TASK BRIEF
Repeat the records exactly. Every line must match.

DATA PROVIDED
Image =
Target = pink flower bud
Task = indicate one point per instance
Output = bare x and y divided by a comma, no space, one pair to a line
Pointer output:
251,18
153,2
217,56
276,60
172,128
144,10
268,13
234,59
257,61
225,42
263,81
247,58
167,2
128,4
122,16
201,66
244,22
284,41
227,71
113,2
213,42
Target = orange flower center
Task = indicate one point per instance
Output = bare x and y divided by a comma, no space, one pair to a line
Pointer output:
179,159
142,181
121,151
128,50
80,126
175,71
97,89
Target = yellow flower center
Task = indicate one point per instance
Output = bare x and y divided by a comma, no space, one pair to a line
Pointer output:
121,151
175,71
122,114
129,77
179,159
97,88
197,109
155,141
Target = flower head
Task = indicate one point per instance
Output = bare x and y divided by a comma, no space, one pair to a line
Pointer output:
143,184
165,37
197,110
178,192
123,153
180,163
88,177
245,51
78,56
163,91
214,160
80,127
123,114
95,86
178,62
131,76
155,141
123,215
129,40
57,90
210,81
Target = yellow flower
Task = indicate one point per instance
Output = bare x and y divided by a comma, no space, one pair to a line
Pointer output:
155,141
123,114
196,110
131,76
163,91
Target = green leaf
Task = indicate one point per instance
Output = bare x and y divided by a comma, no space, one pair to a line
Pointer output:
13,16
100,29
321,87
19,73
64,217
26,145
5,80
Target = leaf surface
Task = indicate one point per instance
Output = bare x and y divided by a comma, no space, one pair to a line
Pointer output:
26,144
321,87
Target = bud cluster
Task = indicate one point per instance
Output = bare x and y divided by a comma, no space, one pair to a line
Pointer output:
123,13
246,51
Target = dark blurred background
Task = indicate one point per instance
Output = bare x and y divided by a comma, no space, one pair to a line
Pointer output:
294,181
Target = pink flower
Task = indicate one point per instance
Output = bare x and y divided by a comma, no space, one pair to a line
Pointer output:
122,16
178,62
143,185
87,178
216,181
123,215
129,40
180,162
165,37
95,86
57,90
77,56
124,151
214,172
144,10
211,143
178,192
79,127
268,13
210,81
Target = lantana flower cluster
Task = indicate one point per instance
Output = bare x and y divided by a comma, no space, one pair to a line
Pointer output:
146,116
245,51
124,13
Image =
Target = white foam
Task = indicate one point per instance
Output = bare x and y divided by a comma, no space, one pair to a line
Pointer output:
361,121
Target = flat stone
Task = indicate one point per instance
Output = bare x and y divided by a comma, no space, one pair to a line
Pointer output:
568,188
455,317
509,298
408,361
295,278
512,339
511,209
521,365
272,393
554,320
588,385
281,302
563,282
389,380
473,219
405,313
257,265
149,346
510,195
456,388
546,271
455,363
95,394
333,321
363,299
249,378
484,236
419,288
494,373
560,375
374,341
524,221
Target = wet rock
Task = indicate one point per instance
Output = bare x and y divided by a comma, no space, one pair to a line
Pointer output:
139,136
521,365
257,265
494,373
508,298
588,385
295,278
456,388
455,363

RESPONSE TO THE TASK
Image =
Target = pink flower bud
Task = indicate one point per instance
Output = bare x and y divided by a comma, no space, one pair to a line
Pointer output:
251,18
153,2
217,56
276,60
172,128
144,10
268,13
234,59
257,61
225,42
263,81
247,58
167,2
128,4
122,16
201,66
244,22
284,41
227,71
113,2
213,42
Target = orange flower center
Task = indicate one point per instance
Output = bare x and y divided by a comma, no space, one pair to a line
Pointer output:
179,159
142,181
121,151
128,50
80,126
175,71
97,89
Target = yellow flower center
Task = indicate one point per instance
Output = bare x and y divided by a comma, no space, one pair to a line
Pointer output:
121,151
175,71
122,114
129,77
179,159
97,88
197,109
155,141
Target = flower head
Task = indicate one point per instance
Output = bare x and y divided by a comma, no space, one pair to a line
Pointer output:
143,184
165,37
197,110
178,192
123,153
180,163
88,177
245,51
78,56
163,91
214,160
80,127
123,114
95,86
178,62
131,76
155,141
123,215
129,40
57,90
210,81
Target = yellow flower
Task = indicate one point per instance
Output = bare x and y divided by a comma, no space, one pair to a line
Pointer output:
155,141
123,114
196,110
131,76
163,91
Target = green leaf
Task = indicate one point per instance
Output = bare x and y divided by a comma, no space, one pair to a line
Pointer output:
13,16
100,29
321,87
19,73
64,217
26,145
5,80
Target = leaf surface
Task = indicate one point per instance
Output = bare x and y divided by a comma, no space, one pair to a line
Pointer output:
26,144
321,87
Target = bud cluster
Task = indicate one point per instance
Output = bare x and y divided by a comma, no space, one pair to a line
Pointer output:
123,13
246,51
Target = dark blurred background
Task = indicate one point per instance
Output = bare x and y divided by a comma, no space, one pair to a line
Pointer output:
294,181
Target = pink flower
Task = indicate one point per instance
Output = bare x and y divided by a comma, no space, one pair to a line
Pointer output:
122,16
178,62
143,185
87,178
216,181
123,215
129,40
180,162
165,37
95,86
57,90
77,56
124,151
214,172
144,10
211,143
178,192
79,127
268,13
210,81
Target = lantana flower cluster
Task = indicate one point per instance
Output = bare x and y divided by a comma, no space, one pair to a line
Pointer output:
146,116
245,51
124,13
Image =
Target = white foam
Task = indicate one point per instance
Output = bare x and y divided by a comma, no space, one pair to a line
Pointer output:
361,121
Target = flat stone
Task = indicate one point per instance
Output = bare x and y divided by a comma, no space, one pair to a line
Pointer output:
568,188
455,317
509,298
408,361
295,278
512,339
511,209
521,365
272,393
554,320
588,385
281,302
563,282
389,380
473,219
405,313
257,265
149,346
510,195
456,388
546,271
455,363
95,394
333,321
363,299
249,378
484,236
419,288
494,373
560,375
374,341
524,221
Target = wet rock
Task = indicate one point per instance
Output = bare x and y divided by a comma, no space, one pair to a line
Pointer output:
139,136
521,365
257,265
494,373
508,298
588,385
295,278
456,388
455,363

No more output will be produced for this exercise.